(Region pointing data)
--
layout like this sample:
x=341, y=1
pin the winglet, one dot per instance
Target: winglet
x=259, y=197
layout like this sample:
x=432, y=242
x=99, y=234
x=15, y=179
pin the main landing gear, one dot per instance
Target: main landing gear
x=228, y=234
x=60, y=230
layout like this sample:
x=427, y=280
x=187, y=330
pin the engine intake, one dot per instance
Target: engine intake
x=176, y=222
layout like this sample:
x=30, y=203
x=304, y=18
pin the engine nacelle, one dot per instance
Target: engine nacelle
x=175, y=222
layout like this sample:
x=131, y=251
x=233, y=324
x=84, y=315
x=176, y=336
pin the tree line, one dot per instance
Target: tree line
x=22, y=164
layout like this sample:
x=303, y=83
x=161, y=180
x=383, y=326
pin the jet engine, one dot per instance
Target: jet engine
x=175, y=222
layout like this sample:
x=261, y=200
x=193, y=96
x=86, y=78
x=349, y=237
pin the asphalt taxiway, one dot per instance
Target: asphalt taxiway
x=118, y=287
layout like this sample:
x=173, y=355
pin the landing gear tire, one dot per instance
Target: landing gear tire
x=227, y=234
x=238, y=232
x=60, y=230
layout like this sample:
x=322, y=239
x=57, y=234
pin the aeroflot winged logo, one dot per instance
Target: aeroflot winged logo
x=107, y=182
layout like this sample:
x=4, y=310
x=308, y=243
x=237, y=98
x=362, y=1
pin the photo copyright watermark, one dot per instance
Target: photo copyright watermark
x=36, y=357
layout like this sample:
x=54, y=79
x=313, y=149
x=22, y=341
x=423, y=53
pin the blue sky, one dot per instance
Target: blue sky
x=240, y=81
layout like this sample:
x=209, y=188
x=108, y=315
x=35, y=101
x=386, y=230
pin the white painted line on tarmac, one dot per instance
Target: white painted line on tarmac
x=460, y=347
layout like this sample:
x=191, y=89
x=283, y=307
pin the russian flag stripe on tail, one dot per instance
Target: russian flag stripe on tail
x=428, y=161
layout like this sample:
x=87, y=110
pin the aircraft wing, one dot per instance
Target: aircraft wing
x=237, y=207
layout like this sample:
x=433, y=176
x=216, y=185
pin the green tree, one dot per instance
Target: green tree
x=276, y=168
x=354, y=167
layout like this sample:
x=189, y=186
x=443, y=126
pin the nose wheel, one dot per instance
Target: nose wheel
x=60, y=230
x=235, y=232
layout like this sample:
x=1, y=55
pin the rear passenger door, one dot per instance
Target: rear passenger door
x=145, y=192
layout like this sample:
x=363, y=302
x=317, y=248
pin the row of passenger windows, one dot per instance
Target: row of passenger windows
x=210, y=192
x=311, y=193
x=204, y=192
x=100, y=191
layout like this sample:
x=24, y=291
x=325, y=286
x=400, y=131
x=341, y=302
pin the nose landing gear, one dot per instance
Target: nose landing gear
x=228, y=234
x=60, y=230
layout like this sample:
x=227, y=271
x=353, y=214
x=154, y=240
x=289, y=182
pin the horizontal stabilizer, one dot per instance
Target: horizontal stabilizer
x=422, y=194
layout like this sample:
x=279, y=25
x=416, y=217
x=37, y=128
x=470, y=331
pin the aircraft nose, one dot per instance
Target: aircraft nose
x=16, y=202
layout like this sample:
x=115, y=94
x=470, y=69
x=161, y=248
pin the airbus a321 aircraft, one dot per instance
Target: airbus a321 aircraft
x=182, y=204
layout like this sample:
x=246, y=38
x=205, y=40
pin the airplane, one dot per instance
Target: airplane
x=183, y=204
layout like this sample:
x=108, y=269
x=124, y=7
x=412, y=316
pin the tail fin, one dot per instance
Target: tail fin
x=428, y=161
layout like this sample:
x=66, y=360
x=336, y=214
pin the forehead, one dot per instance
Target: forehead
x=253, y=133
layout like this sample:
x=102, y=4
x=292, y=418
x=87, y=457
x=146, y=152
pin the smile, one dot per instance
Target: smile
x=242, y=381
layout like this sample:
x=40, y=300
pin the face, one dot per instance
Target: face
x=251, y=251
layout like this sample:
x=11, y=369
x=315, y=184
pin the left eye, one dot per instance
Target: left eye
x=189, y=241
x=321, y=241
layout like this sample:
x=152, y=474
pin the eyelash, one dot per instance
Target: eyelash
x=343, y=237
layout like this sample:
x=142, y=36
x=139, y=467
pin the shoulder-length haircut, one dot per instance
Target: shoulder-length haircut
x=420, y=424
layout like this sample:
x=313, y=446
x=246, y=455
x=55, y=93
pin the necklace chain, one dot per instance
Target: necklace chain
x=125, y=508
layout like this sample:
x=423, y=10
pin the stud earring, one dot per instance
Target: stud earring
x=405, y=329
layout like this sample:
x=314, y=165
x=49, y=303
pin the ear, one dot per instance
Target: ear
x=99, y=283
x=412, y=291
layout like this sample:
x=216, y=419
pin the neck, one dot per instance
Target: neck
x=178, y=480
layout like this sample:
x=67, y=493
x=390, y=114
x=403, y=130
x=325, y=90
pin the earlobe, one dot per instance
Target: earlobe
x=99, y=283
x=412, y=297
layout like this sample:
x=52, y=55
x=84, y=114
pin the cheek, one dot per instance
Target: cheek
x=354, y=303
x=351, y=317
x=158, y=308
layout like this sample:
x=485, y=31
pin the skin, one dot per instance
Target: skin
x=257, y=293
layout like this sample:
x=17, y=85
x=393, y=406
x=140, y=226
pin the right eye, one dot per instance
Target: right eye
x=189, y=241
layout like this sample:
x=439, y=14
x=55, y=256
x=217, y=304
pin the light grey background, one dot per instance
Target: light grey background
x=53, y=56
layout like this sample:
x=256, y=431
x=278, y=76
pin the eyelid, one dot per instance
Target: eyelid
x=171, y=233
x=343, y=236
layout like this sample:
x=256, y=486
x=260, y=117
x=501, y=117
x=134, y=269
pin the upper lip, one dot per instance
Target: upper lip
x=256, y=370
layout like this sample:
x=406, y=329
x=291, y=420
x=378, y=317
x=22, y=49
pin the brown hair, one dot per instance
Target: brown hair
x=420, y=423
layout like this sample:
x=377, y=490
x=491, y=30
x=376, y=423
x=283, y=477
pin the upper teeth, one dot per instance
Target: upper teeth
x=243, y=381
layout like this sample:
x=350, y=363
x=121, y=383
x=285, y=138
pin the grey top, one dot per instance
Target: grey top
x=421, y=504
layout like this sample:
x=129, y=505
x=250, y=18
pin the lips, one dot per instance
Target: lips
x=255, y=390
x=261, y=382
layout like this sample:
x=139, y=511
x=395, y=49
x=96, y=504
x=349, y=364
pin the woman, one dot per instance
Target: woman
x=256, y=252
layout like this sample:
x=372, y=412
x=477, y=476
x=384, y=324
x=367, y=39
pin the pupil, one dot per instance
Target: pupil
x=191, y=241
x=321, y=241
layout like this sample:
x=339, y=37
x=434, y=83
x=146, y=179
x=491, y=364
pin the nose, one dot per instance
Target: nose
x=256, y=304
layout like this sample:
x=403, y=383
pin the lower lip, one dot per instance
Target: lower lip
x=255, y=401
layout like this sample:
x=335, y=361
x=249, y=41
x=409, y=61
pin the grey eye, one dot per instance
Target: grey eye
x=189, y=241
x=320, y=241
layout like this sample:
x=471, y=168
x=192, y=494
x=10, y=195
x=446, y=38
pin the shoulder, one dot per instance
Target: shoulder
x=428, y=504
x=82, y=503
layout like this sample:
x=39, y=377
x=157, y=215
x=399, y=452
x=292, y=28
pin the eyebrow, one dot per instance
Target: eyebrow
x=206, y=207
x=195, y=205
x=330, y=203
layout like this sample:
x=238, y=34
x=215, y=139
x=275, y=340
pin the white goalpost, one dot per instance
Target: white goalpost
--
EXERCISE DETAILS:
Copy each line in the data that holds the word "goalpost".

RESPONSE:
pin the white goalpost, one dot per instance
Target: white goalpost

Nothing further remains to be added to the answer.